[Objective] Please extend the farewell blog post about retiring from WoW raiding, picking up right after its final sentence.

[Excerpted passage]
--*--

Thursday, July 30, 2009

Amava.....out!

EDIT: minutes after I wrote this post, I went to my rss reader and saw Daxenos Open Letter to Amava, and died a little inside. Thx for the post, you made me smile big time. Ok, so the dying inside thing was a bit of an exaggeration.


Here's the long awaited "farewell" post. And I'll try to do it with my favorite wall o' text style (jump to the mushy emo stuff if you don't want to hear the full story)...


Starting this week, I've retired from raiding and WoW blogging. The blogging retirement has been informal for a while, so lets make it offical with this post.

And too bad there isn't a 401k or pension to cash in on, but I suppose the payout is with the most valuable of resources: time.

Why the change?



The change stems from three big factors, in no particular order:

1) The Hunter is just no longer fun in raids. None of the raid specs has a rotation that feels natural or intuititive. Ulduar is very pet unfriendly. The end result is a need to continuously stare at cooldowns for whatever priority shot is available next, and continuously micromanage my pet and hope my fellow raiders dont blow up any Mimiron mines and one-shot the little furry guy.

--*--

(Extracted data entries)
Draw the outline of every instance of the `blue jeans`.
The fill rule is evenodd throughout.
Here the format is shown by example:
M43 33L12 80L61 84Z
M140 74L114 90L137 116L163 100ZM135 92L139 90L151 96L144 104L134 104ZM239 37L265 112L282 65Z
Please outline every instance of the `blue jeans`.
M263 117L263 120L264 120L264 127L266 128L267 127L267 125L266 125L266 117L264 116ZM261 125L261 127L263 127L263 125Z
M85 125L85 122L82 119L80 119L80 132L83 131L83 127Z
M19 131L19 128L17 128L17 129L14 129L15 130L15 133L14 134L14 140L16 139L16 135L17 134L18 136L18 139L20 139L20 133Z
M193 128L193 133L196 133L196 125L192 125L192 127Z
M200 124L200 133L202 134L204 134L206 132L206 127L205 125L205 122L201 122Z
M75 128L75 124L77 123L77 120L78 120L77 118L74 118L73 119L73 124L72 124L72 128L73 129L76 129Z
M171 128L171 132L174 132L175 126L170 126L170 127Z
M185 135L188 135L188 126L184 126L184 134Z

--*--

[Result of this task]
On relatively stationary fights (think Iron Council), my DPS output is excellent, so you know the potential for the class, my gear, and my skill level is there. However, on high mobility fights like Hodir or XT hardmode, its as if I didn't even bring my bow to the raid, autoshots barely ever fire and you can kiss your 4 piece tier 8 bonus goodbye because you're never going to stand still long enough to cast a steady shot. I tell ya, the second you find a cosy fire, the ceiling caves in and you have to cancel your steady shot mid-cast.

And then I wont even get into people who analyze DPS performance on Freya. In your raid, do you ever see DPS nuking her while she's still got massive HoT's rolling because there's still 4 waves of her minions left to go? Yeah, that data goes straight into the damage done reports, but gets instantly healed the moment the spell strikes. And lol at anybody who says "i'm activating my trinket". Sure, I believe you. I do. No really, we all believe you. But I digress, that's not a Hunter thing, but rather relates to #3 below.

Bottom line, none of the Hunters I raid with say they're having very much fun with the class lately.


2) The summer schedule is interfering with family time. Prior to the summer, my daughter would be in bed before raid invites, so I'd be able to properly tuck her in and have quality bedtime rituals that will hopefully give memories that will last her lifetime. With the summer's arrival, her schedule changed and she's awake later now, so I've had to miss some of this.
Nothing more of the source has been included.